**Aim of the task**. Find every line of the records that has "fishing" and return it.

----

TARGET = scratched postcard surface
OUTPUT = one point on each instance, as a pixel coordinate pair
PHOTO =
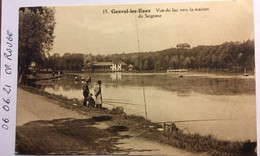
(175, 78)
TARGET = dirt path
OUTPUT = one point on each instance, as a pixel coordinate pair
(46, 128)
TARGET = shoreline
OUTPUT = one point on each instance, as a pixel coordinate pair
(145, 128)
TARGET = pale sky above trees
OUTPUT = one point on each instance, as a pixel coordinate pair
(85, 29)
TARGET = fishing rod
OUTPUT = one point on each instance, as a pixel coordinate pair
(123, 103)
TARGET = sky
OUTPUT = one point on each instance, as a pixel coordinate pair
(85, 29)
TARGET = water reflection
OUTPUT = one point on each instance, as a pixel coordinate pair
(170, 98)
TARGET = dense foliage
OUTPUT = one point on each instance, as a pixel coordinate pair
(231, 56)
(36, 26)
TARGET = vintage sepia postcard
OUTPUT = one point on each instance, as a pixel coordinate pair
(142, 78)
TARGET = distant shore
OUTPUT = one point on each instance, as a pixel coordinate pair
(189, 142)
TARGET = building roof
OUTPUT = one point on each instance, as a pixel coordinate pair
(102, 64)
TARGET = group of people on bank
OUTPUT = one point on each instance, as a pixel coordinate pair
(88, 96)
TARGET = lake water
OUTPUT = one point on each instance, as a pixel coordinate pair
(221, 105)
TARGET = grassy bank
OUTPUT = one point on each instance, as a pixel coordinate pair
(145, 128)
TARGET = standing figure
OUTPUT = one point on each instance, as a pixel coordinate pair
(98, 94)
(85, 93)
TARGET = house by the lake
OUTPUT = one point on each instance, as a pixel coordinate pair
(108, 66)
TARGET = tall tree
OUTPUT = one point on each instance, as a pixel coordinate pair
(36, 26)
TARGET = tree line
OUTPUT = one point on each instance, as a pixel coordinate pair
(36, 37)
(231, 56)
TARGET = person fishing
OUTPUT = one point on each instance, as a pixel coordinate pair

----

**Response to the exercise**.
TARGET = fishing rod
TARGET = person fishing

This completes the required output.